### DOCUMENT EXCERPT
──────
Georgia has been way too lax with it's border policies anyway since .... forever.

I think some serious assistance in that area and state security service would be very appreciated and beneficial also for the US. Particularily when it comes to fighting terrorism.



> მე ქართულ ენას ვსწავლობ. პატარა ვლაფარაკობ, მაგრამ ცუდად.



Yes. Not bad at all actualy. Are you deployed / planning to deploy there ? heard exercise Agile Spirit is around the corner.


----------



## AWP (May 18, 2019)

R.Caerbannog said:


> On top of what you said, what about killing off Iran's political/religious elite and their families? It's kinda hard to derkha derkha and lead an islamic revolution when your holy figureheads and their families are atomized in their palaces.





Marauder06 said:


> Martyrdom is very powerful, especially in that culture.  I'd rather leave them in place and have to lead their country out of this mess.  If we start whacking their leaders, even more-radical peeps will probably take their place, and the populace could be motivated to fight longer, and harder, out of vengeance.



If the change is internal, the people will take care of the elite and their families. No hand wringing, just body stackin'. We can help create those conditions doing just what Mara said: kill off the government's ability to project power and that allows the common man a chance at success.

Our SEAD/DEAD campaign with -22's and -35's would obilterate their air defenses and that's before we talk about standoff capabilities in the B-52's, B-2's, and our Navy in the Arabian Gulf. The UAE has arguably the best F-16's flying and the Saudi F-15's aren't shabby. Qatar is trash and I wouldn't consider them as part of any strategy. 72 hours and Iran's air defenses are sooty craters and smears in the desert. Local AAA/ SAM's would get eaten alive by SDB's and our Air Force has a LOT of experience deploying those against ISIS.

If we stay off the ground, our exposure is minimal.


----------



## amlove21 (May 18, 2019)

@AWP hit on this but I’d like to highlight- Iran isn’t a new and special threat. We have done this before, learned from AAR and gotten better. These last 17 years, we have learned and gotten more lethal, at least as far as DEAD/SEAD is concerned. Styles make fights- their style matches up poorly against our strengths.

I have no desire to get into this fight; but it’s Iran’s first fight with our tactics. It’s not our first fight against an enemy like Iran’s tactics will most likely be.


----------



## Brill (May 19, 2019)

AWP said:


> If the change is internal, the people will take care of the elite and their families. No hand wringing, just body stackin'. We can help create those conditions doing just what Mara said: kill off the government's ability to project power and that allows the common man a chance at success.
> 
> Our SEAD/DEAD campaign with -22's and -35's would obilterate their air defenses and that's before we talk about standoff capabilities in the B-52's, B-2's, and our Navy in the Arabian Gulf. The UAE has arguably the best F-16's flying and the Saudi F-15's aren't shabby. Qatar is trash and I wouldn't consider them as part of any strategy. 72 hours and Iran's air defenses are sooty craters and smears in the desert. Local AAA/ SAM's would get eaten alive by SDB's and our Air Force has a LOT of experience deploying those against ISIS.
──────
### WHAT THIS EXERCISE ASKS
[a] In the forum thread about Iran, how many hours does AWP say it would take to turn Iran's air defenses into craters?
[b] Carry the forum thread about Iran forward from its last quoted post.
The lines that come after this thread aren't needed for anything here.
──────
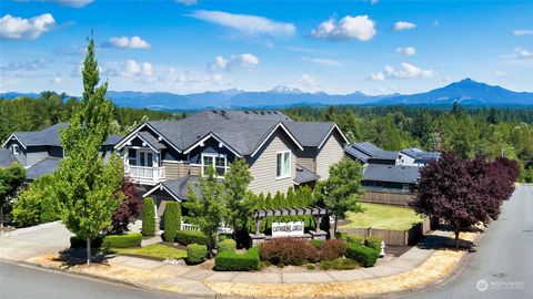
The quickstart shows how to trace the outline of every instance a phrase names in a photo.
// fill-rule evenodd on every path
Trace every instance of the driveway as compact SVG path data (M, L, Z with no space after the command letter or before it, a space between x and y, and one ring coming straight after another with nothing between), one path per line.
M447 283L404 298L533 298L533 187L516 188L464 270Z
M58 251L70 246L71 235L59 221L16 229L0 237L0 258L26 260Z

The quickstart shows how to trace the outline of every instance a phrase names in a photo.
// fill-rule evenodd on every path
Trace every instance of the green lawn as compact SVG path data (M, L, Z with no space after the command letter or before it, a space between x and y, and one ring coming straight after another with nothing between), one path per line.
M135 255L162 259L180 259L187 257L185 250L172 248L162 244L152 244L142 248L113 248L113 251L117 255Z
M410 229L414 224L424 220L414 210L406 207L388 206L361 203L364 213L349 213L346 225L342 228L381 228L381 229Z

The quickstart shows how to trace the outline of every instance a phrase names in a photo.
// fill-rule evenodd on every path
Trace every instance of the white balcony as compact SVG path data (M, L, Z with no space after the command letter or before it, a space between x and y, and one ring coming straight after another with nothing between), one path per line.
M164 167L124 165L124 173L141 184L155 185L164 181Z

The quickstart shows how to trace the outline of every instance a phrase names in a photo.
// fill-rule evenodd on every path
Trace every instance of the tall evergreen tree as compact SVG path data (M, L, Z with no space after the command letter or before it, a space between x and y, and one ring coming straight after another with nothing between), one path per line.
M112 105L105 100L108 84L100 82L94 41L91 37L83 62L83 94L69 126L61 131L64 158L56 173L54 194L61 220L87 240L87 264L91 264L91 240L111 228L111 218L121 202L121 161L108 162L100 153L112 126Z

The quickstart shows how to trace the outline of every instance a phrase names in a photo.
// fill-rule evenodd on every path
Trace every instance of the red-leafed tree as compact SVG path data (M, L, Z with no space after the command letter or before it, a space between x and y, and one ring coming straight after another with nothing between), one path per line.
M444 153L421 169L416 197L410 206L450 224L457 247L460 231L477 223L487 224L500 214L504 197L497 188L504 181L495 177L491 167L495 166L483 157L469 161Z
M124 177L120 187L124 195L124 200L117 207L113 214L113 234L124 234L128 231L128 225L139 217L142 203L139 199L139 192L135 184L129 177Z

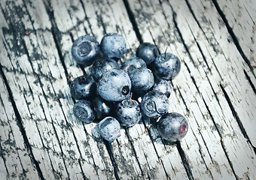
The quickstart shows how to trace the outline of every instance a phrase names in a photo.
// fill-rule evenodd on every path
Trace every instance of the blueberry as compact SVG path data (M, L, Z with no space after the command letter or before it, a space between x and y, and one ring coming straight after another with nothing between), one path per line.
──────
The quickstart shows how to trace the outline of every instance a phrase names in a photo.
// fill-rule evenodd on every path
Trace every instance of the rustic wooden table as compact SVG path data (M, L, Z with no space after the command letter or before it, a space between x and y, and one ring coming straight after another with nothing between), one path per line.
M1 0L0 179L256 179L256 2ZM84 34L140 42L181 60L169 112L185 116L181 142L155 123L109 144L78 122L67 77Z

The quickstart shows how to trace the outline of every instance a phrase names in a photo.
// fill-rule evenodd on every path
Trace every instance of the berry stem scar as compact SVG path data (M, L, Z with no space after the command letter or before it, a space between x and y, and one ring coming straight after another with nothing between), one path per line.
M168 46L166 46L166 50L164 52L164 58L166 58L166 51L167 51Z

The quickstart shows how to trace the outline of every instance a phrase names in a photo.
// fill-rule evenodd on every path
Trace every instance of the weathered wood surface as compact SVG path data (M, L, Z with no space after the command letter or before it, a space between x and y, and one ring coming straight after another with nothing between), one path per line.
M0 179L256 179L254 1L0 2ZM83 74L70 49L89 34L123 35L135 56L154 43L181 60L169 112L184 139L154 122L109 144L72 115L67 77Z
──────
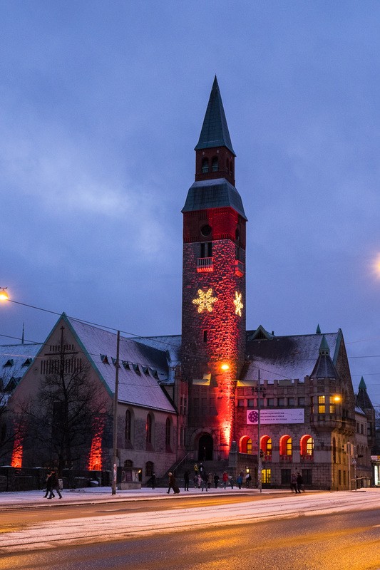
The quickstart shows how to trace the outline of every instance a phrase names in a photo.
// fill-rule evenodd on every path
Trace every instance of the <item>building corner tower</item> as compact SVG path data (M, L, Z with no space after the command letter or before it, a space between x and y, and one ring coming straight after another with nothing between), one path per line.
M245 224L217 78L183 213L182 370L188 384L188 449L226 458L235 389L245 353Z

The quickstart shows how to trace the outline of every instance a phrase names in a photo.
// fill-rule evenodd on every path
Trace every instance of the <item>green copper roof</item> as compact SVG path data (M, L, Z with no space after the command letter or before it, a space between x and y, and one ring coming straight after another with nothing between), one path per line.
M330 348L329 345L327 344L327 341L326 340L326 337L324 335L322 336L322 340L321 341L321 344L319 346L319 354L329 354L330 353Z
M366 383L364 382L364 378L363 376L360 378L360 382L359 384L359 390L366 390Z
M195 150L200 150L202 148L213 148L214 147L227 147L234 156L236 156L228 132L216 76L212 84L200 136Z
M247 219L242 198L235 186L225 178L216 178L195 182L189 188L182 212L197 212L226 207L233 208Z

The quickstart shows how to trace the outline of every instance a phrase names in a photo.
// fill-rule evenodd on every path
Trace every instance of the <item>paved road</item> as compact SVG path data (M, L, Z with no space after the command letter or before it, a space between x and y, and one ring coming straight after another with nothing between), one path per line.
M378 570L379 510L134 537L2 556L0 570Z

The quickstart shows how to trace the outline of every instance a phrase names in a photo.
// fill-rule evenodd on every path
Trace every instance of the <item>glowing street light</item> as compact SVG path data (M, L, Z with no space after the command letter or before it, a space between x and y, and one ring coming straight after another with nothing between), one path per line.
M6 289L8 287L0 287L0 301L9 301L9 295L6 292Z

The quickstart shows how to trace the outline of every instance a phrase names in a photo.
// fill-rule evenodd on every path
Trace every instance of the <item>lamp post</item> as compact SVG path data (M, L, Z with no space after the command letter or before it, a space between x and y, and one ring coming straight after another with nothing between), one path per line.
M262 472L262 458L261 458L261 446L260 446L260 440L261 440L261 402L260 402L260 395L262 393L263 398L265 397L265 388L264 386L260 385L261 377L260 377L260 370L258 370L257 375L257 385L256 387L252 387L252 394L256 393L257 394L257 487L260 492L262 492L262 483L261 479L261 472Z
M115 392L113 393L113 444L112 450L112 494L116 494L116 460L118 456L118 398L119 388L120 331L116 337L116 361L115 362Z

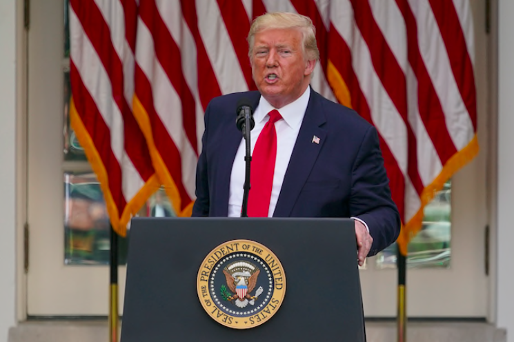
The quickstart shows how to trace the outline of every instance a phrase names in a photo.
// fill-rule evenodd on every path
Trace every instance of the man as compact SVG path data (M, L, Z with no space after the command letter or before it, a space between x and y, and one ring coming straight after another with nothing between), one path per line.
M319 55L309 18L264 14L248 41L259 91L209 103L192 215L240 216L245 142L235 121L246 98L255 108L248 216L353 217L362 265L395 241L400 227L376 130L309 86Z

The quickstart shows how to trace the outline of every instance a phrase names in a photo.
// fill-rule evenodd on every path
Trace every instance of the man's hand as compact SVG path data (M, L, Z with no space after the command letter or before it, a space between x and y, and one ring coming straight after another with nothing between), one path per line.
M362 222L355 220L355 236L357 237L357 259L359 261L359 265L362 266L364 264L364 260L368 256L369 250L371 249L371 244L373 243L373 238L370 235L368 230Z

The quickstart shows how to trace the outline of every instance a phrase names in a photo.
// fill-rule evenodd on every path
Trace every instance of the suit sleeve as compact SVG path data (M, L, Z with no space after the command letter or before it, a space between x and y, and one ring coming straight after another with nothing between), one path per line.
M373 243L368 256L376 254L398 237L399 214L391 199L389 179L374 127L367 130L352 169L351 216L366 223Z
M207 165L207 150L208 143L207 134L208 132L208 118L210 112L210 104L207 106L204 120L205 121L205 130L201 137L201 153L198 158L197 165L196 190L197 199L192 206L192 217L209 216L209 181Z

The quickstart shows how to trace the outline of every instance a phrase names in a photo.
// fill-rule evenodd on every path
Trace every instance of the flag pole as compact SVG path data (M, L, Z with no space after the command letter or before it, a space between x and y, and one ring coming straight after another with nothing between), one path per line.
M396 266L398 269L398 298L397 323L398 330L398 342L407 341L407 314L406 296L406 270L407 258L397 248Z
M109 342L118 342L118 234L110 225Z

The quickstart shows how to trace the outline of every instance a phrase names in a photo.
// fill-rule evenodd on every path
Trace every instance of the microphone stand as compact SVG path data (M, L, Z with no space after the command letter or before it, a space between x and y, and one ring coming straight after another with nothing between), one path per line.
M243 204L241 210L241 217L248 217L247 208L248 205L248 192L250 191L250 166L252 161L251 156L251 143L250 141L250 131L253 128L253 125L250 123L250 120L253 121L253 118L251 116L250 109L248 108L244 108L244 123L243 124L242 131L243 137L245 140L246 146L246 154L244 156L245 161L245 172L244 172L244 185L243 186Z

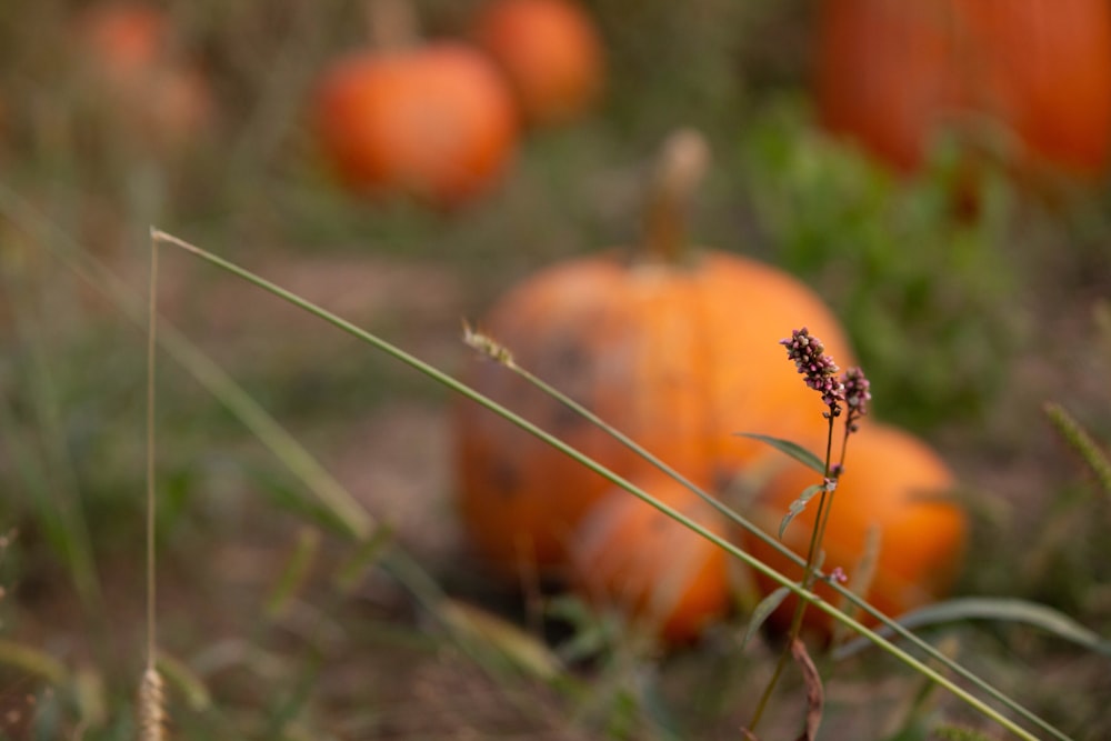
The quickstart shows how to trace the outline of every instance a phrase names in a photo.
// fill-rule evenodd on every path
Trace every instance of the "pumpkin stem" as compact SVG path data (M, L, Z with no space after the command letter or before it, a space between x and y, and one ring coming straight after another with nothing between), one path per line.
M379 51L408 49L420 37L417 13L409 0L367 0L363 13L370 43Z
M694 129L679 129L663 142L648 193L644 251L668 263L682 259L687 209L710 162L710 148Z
──────
### RESPONSES TO THE TASKS
[a] 72 hours.

[b]
> 
> If we stay off the ground, our exposure is minimal.



You’re in a much better position than I, hence the question.

What about their S-300s? TOMBSTONE ain’t no joke although the IAF appears to be able to defeat it...better than the that IL-20 crew.


----------



## AWP (May 19, 2019)

lindy said:


> You’re in a much better position than I, hence the question.
> 
> What about their S-300s? TOMBSTONE ain’t no joke although the IAF appears to be able to defeat it...better than the that IL-20 crew.



Modern Russian stuff is good, but they've also painted our a/c with their RF.  I don't see our AF sitting around and ignoring the threat and a counter. -35 pilots walk around with a "Wild Weasel/ YGBSM" patch...I can't envision them without a means to defeat modern Russian SAMs.

I bust on the AF, but I refuse to believe it's threat model stops at SA-2's and/or SA-6's with radar guided AAA as a secondary layer. Syria isn't just about keeping Assad in power, the technical battle is immense and unheralded; Russian ELINT isn't half-assed.


----------



## ThunderHorse (May 19, 2019)

amlove21 said:


> View attachment 27917
> 
> Quit it. Seriously.



Alright, Mr. President.  Issue the recall orders.


----------



## Ooh-Rah (May 22, 2019)

Oh goodie.  

US officials: Plan may send up to 10,000 troops to Mideast


----------



## Gunz (May 23, 2019)

lindy said:


> საქართველი ხარ?



Tongues on the Cauc?





AWP said:


> If the change is internal, the people will take care of the elite and their families. No hand wringing, just body stackin'. We can help create those conditions doing just what Mara said: kill off the government's ability to project power and that allows the common man a chance at success.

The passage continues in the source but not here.